(Photo-based referring expression data)

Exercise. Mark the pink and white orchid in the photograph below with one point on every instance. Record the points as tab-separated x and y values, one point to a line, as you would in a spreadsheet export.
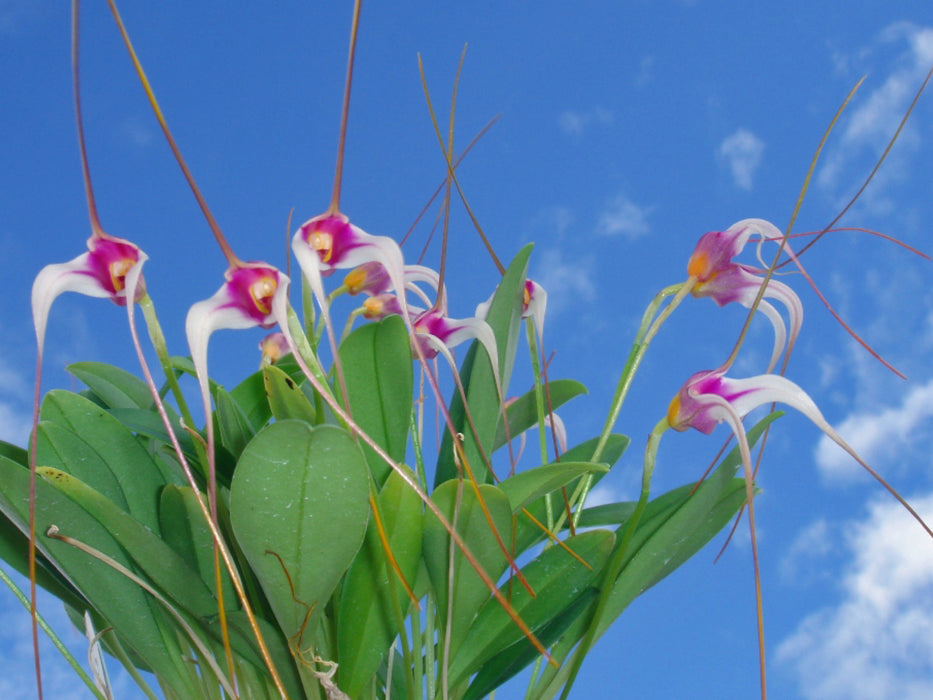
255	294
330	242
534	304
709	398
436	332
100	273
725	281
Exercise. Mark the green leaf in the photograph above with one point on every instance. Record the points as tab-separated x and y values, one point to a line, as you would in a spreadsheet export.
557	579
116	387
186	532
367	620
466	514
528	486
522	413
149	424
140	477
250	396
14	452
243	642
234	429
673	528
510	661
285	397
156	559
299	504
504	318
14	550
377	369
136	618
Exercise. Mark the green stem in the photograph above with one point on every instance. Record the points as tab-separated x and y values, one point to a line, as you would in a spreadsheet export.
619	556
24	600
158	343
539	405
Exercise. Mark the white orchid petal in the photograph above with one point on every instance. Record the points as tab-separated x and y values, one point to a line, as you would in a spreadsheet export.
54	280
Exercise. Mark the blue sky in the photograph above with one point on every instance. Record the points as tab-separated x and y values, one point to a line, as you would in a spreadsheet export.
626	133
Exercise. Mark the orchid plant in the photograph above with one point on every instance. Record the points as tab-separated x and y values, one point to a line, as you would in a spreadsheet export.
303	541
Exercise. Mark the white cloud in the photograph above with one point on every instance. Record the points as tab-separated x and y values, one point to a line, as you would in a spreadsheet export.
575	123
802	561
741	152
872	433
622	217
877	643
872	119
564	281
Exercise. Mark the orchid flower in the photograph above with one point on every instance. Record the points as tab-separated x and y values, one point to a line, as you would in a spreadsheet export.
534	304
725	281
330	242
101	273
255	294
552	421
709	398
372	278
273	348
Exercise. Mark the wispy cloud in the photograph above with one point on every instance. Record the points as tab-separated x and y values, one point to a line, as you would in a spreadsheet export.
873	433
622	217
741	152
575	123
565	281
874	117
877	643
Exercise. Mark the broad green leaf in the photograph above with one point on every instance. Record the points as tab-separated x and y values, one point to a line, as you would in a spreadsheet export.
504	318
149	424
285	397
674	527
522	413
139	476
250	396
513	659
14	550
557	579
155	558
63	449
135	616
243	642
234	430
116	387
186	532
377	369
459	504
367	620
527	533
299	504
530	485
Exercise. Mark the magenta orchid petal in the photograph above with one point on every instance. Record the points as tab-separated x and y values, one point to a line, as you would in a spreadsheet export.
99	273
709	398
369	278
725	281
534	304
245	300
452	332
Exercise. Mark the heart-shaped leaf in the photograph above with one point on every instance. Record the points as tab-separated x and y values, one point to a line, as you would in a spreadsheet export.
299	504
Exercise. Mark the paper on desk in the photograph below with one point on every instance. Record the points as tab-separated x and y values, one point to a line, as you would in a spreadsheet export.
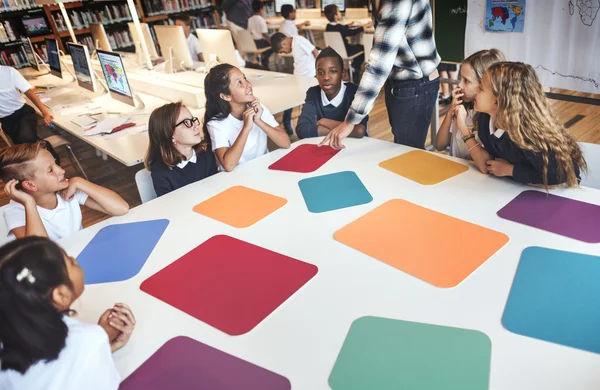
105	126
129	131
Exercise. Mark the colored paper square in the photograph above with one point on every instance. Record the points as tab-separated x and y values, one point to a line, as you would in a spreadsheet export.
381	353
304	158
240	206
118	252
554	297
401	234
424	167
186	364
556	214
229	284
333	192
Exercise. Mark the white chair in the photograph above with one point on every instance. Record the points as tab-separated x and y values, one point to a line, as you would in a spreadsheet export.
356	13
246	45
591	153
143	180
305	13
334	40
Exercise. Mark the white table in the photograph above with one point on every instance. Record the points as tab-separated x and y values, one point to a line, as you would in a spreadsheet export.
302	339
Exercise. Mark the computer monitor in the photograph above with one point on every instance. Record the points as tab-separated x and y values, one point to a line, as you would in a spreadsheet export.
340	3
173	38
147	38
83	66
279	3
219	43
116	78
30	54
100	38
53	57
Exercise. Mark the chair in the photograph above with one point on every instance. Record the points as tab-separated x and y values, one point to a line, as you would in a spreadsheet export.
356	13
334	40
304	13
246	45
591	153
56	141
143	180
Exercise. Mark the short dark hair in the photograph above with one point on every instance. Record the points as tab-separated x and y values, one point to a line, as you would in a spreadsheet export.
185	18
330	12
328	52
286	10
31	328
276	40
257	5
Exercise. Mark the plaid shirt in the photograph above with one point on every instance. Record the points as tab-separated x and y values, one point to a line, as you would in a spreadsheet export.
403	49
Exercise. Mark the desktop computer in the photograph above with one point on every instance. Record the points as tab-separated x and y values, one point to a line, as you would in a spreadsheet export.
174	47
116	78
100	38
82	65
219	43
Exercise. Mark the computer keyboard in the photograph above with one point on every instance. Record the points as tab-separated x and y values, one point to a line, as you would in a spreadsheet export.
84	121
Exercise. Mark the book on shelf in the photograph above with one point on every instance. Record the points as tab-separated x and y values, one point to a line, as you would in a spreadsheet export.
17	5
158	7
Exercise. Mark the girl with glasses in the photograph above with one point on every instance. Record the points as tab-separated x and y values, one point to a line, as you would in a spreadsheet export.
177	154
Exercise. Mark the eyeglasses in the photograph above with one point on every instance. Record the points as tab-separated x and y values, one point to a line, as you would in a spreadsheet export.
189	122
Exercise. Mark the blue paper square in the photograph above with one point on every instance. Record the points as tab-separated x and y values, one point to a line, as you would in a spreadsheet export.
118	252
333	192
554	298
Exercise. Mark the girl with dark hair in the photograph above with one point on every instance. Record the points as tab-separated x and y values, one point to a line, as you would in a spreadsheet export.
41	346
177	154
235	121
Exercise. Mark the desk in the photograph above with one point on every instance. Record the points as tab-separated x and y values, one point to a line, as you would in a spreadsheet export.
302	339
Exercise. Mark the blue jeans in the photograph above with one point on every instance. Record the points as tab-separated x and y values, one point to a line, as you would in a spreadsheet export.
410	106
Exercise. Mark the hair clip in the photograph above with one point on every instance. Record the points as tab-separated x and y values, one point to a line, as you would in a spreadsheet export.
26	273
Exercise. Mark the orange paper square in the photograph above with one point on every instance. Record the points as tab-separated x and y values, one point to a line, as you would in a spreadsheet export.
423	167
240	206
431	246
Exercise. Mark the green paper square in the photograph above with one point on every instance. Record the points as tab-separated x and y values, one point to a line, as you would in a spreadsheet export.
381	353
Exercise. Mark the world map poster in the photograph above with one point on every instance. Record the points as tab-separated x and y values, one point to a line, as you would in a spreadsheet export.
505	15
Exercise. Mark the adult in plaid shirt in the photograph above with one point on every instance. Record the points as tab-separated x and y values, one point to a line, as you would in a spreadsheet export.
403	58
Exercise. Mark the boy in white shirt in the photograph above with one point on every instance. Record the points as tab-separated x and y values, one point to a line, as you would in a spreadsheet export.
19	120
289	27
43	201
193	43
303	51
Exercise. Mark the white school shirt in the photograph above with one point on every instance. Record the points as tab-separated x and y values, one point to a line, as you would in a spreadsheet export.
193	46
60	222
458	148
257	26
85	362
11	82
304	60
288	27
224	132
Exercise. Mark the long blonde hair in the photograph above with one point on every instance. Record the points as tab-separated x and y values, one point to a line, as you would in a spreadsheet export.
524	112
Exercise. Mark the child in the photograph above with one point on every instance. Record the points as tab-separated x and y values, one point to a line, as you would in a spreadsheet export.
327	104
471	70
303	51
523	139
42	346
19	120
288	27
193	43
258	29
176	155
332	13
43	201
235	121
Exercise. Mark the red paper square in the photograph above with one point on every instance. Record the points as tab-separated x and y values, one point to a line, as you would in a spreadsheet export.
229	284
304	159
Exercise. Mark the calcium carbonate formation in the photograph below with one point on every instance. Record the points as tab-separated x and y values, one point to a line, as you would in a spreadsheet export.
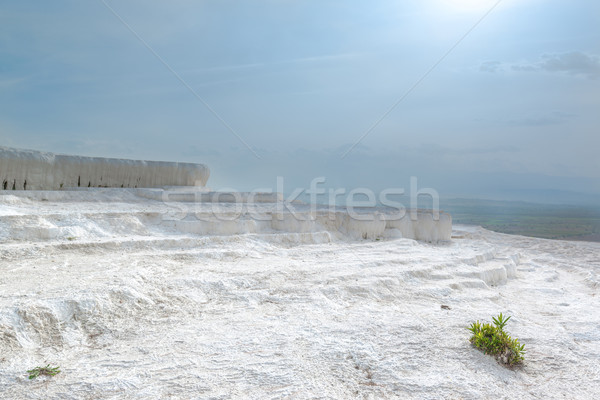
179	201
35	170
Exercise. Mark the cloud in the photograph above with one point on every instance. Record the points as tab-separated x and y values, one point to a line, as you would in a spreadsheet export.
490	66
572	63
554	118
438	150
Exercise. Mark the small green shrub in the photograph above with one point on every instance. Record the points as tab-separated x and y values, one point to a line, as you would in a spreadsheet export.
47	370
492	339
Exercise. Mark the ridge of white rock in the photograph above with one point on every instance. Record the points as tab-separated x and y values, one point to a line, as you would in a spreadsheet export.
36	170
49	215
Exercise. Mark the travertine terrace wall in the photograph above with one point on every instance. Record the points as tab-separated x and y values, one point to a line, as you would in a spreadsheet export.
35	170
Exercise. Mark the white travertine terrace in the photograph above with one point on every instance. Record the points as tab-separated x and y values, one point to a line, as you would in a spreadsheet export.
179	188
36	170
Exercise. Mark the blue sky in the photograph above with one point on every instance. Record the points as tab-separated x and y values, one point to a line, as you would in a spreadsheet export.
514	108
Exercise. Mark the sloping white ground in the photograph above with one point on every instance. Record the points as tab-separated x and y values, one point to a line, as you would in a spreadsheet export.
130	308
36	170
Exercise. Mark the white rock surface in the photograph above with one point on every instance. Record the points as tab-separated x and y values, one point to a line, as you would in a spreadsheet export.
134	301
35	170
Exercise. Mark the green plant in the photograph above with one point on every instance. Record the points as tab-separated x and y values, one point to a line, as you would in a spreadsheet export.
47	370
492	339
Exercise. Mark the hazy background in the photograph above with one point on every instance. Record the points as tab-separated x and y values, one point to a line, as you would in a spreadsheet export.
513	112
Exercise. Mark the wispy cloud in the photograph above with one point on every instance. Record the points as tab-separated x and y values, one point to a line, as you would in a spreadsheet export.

- **PROBLEM REQUIREMENTS**: Copy the line containing "Exercise. Mark the green plant" and every line after it, through the last line of the records. Include nothing else.

- **TASK RESPONSE**:
Exercise. Mark the green plant in the photograph above with one point on every instance. Record the points as tab-separated x and y values, one point to a line, as you would in a spreadsheet export.
47	370
492	339
Exercise. Mark the hazy background in the photograph above with one point on every instance. Record the points as tab-separated x and y values, one point to a line, as you would in a spreadsheet export.
513	112
Exercise. Mark the wispy cloud in the photograph above with one point on every instance. Record the points as tab-separated x and y values, one point to a line, as you would in a spreadsheet export.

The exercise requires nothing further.